> _About this exercise_
Please report every line of the listing below that has the word "grass" in it.

> _Record excerpts_
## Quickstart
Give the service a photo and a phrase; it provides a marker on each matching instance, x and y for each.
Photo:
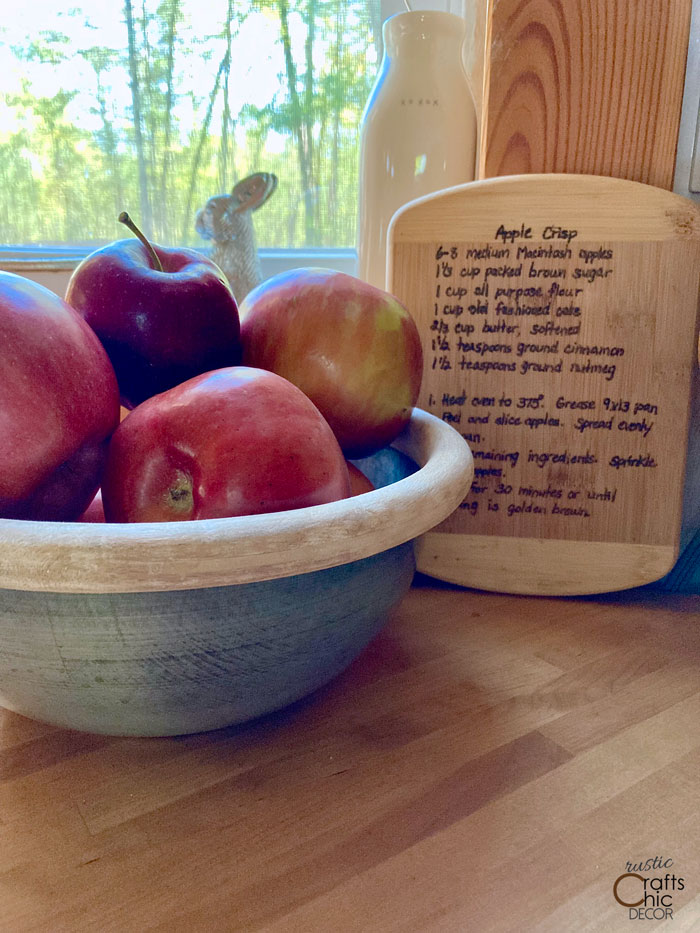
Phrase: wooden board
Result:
(558, 315)
(585, 86)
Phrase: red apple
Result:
(159, 326)
(352, 348)
(237, 441)
(59, 404)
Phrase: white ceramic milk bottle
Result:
(418, 129)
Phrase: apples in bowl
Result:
(160, 628)
(235, 572)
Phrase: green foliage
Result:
(191, 123)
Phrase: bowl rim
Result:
(75, 557)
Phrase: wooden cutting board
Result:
(559, 321)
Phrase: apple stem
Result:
(128, 222)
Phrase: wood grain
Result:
(489, 763)
(544, 387)
(584, 86)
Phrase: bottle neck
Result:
(423, 34)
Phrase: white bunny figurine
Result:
(227, 220)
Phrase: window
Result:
(153, 106)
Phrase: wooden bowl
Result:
(169, 628)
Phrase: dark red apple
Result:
(94, 513)
(159, 326)
(353, 349)
(59, 404)
(237, 441)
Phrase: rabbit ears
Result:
(252, 192)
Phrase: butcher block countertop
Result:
(490, 763)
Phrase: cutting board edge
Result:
(566, 568)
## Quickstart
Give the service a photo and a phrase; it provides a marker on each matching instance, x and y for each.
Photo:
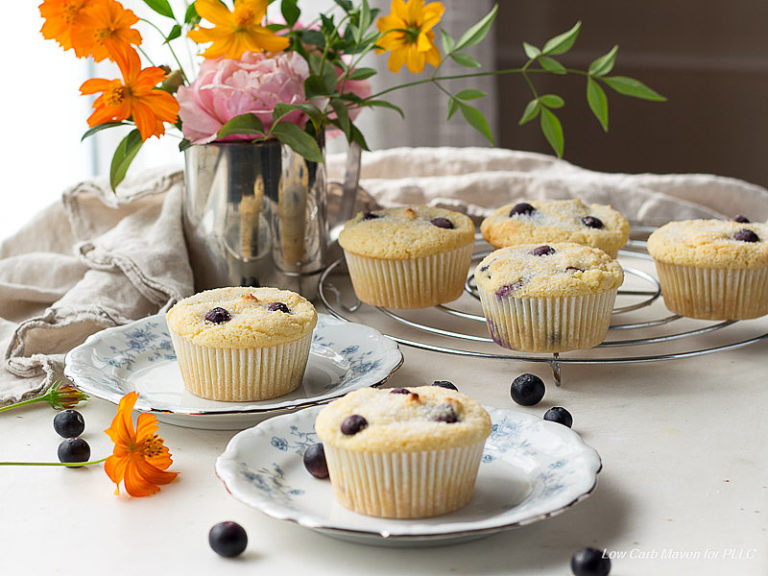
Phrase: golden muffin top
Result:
(540, 221)
(408, 232)
(242, 317)
(557, 269)
(711, 244)
(402, 419)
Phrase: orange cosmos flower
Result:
(408, 34)
(104, 27)
(140, 457)
(235, 33)
(61, 18)
(136, 96)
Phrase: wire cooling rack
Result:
(642, 329)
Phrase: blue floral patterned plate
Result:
(139, 356)
(531, 469)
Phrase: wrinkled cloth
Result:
(93, 260)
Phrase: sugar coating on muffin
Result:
(251, 322)
(596, 225)
(711, 244)
(399, 233)
(409, 420)
(532, 271)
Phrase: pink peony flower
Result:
(226, 88)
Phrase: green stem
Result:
(441, 78)
(172, 51)
(23, 403)
(67, 464)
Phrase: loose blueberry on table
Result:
(560, 415)
(218, 315)
(527, 389)
(69, 423)
(522, 208)
(746, 235)
(590, 562)
(228, 539)
(314, 460)
(74, 450)
(445, 384)
(353, 424)
(278, 306)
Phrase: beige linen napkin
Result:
(92, 261)
(83, 264)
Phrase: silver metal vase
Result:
(255, 215)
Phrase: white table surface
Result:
(684, 488)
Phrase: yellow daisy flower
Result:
(237, 32)
(407, 33)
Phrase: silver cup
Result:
(255, 215)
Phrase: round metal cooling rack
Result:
(641, 347)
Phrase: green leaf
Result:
(604, 64)
(243, 124)
(631, 87)
(124, 154)
(290, 11)
(552, 65)
(551, 101)
(453, 106)
(465, 60)
(553, 131)
(174, 33)
(314, 37)
(342, 115)
(162, 7)
(358, 138)
(477, 32)
(475, 118)
(345, 5)
(562, 42)
(298, 140)
(598, 102)
(385, 104)
(447, 41)
(100, 127)
(470, 94)
(531, 51)
(362, 73)
(532, 109)
(191, 16)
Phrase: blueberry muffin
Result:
(545, 221)
(242, 344)
(713, 269)
(411, 257)
(403, 453)
(548, 297)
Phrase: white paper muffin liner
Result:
(410, 283)
(548, 324)
(242, 374)
(714, 293)
(404, 484)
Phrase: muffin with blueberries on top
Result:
(713, 269)
(411, 257)
(548, 298)
(242, 343)
(403, 452)
(543, 221)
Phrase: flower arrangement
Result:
(262, 80)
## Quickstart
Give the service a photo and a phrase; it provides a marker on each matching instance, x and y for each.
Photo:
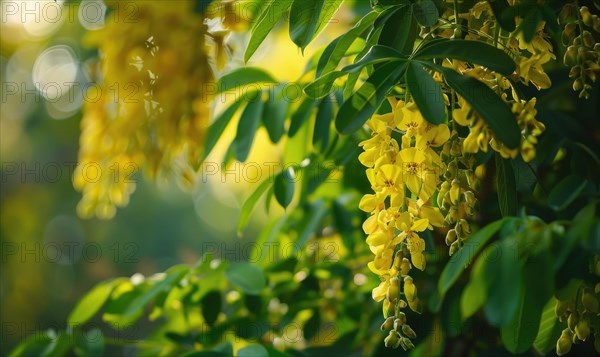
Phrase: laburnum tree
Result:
(464, 139)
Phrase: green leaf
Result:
(425, 13)
(363, 103)
(549, 330)
(89, 305)
(300, 115)
(247, 277)
(242, 77)
(470, 51)
(250, 203)
(173, 276)
(566, 191)
(376, 54)
(505, 282)
(284, 187)
(399, 28)
(211, 307)
(323, 123)
(249, 122)
(519, 335)
(89, 343)
(338, 48)
(322, 85)
(315, 213)
(475, 293)
(506, 186)
(308, 17)
(504, 13)
(426, 93)
(461, 259)
(253, 350)
(487, 103)
(275, 112)
(271, 14)
(218, 126)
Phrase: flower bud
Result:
(400, 320)
(398, 260)
(450, 237)
(573, 320)
(582, 330)
(560, 309)
(405, 267)
(387, 324)
(392, 340)
(393, 289)
(410, 290)
(590, 302)
(578, 84)
(588, 39)
(406, 344)
(408, 332)
(575, 71)
(564, 343)
(453, 248)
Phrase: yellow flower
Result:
(412, 158)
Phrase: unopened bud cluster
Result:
(580, 30)
(581, 314)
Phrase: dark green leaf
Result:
(173, 276)
(566, 191)
(363, 103)
(275, 112)
(425, 12)
(284, 187)
(247, 277)
(308, 17)
(487, 103)
(506, 187)
(300, 115)
(519, 335)
(549, 330)
(460, 260)
(271, 14)
(253, 350)
(504, 13)
(89, 305)
(470, 51)
(376, 54)
(242, 77)
(337, 49)
(250, 203)
(218, 126)
(426, 93)
(246, 130)
(322, 85)
(211, 307)
(323, 123)
(505, 282)
(311, 327)
(89, 343)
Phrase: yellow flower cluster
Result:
(481, 137)
(404, 176)
(581, 314)
(583, 51)
(152, 109)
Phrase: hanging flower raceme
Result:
(403, 178)
(152, 108)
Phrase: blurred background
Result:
(50, 257)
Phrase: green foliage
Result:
(533, 245)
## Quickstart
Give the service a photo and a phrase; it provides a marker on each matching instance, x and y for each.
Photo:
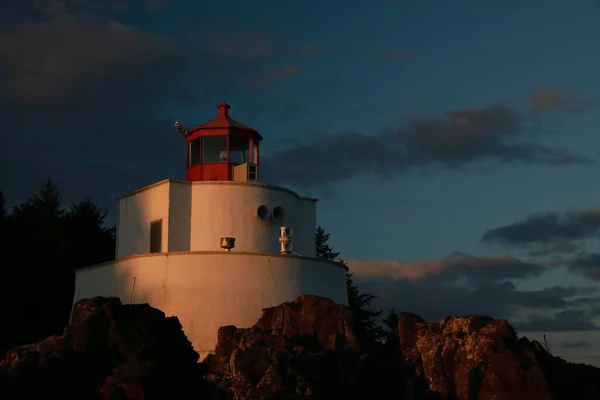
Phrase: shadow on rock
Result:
(109, 351)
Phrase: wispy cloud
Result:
(393, 55)
(272, 76)
(576, 345)
(550, 232)
(455, 139)
(553, 99)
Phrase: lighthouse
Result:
(219, 247)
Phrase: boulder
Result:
(477, 357)
(108, 351)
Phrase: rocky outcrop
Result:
(298, 350)
(477, 357)
(109, 351)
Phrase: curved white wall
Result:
(207, 290)
(196, 214)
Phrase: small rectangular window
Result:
(239, 149)
(214, 149)
(194, 152)
(156, 236)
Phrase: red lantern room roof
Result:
(224, 121)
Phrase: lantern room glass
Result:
(214, 149)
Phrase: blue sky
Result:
(420, 125)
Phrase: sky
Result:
(453, 145)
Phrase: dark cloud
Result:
(587, 264)
(549, 232)
(272, 76)
(455, 139)
(576, 345)
(435, 300)
(87, 99)
(448, 269)
(553, 99)
(563, 321)
(464, 285)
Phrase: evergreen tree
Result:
(2, 207)
(89, 240)
(366, 327)
(50, 242)
(391, 322)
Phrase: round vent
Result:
(262, 212)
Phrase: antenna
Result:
(181, 129)
(285, 240)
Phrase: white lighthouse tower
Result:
(219, 247)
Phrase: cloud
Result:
(552, 99)
(575, 345)
(455, 139)
(253, 45)
(563, 321)
(272, 76)
(446, 269)
(393, 55)
(91, 97)
(549, 232)
(587, 264)
(461, 284)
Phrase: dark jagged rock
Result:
(305, 349)
(109, 351)
(477, 357)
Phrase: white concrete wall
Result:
(207, 290)
(197, 214)
(135, 213)
(226, 209)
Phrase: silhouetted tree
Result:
(44, 244)
(367, 330)
(89, 241)
(391, 322)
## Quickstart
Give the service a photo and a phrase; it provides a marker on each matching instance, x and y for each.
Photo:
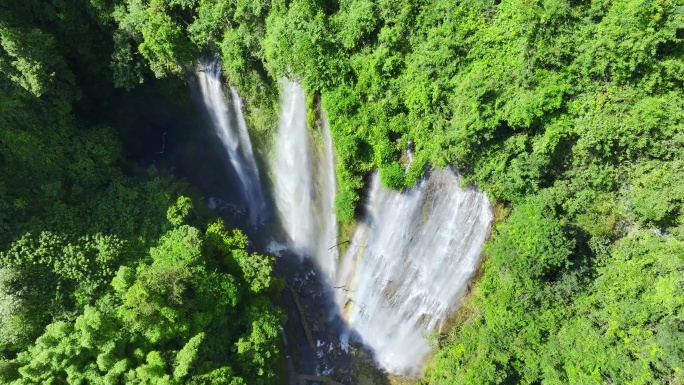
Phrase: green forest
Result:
(569, 114)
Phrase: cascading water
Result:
(408, 262)
(406, 268)
(303, 172)
(231, 129)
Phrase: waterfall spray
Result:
(231, 128)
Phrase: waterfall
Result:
(304, 179)
(407, 266)
(231, 128)
(408, 262)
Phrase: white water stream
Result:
(408, 263)
(407, 267)
(231, 128)
(304, 177)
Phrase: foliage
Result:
(569, 113)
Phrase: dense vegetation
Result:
(108, 274)
(570, 114)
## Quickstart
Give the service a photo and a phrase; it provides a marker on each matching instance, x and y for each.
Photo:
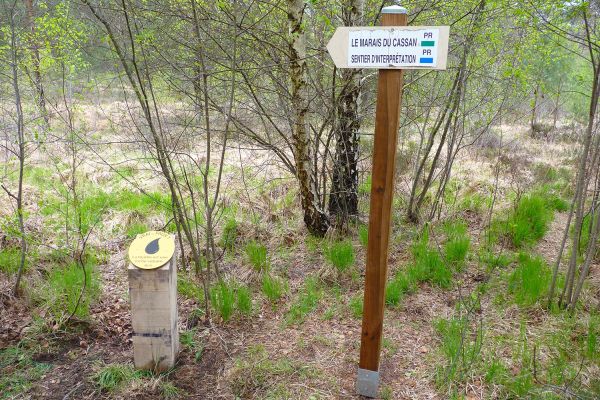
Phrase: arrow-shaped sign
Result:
(404, 47)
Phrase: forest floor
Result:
(508, 350)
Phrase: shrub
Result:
(530, 220)
(273, 287)
(61, 291)
(10, 259)
(244, 300)
(340, 255)
(428, 265)
(457, 244)
(229, 234)
(222, 297)
(306, 302)
(529, 281)
(257, 256)
(402, 284)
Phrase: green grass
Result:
(61, 290)
(135, 228)
(244, 300)
(273, 287)
(306, 301)
(365, 186)
(363, 235)
(189, 342)
(18, 371)
(257, 256)
(229, 235)
(170, 391)
(227, 297)
(530, 220)
(428, 265)
(530, 279)
(10, 259)
(340, 255)
(222, 297)
(457, 244)
(397, 288)
(460, 344)
(356, 306)
(188, 288)
(111, 377)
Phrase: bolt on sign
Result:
(391, 48)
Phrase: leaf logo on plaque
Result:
(151, 249)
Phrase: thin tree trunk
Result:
(37, 76)
(343, 198)
(21, 154)
(315, 219)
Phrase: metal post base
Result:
(367, 383)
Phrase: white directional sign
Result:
(407, 47)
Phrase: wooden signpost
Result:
(390, 48)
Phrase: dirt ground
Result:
(261, 356)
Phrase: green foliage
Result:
(340, 255)
(457, 244)
(363, 235)
(189, 342)
(460, 344)
(19, 371)
(365, 186)
(592, 349)
(428, 265)
(188, 288)
(170, 391)
(226, 297)
(229, 235)
(244, 300)
(530, 220)
(402, 284)
(111, 377)
(135, 229)
(273, 287)
(257, 256)
(306, 301)
(529, 281)
(10, 259)
(61, 290)
(222, 297)
(495, 261)
(356, 306)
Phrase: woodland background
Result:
(226, 123)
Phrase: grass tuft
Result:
(457, 244)
(273, 287)
(257, 256)
(529, 281)
(340, 255)
(306, 302)
(111, 377)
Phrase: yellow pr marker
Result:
(151, 249)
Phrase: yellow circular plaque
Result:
(151, 249)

> _Problem solution_
Phrase: green grass
Phrase: grass tuft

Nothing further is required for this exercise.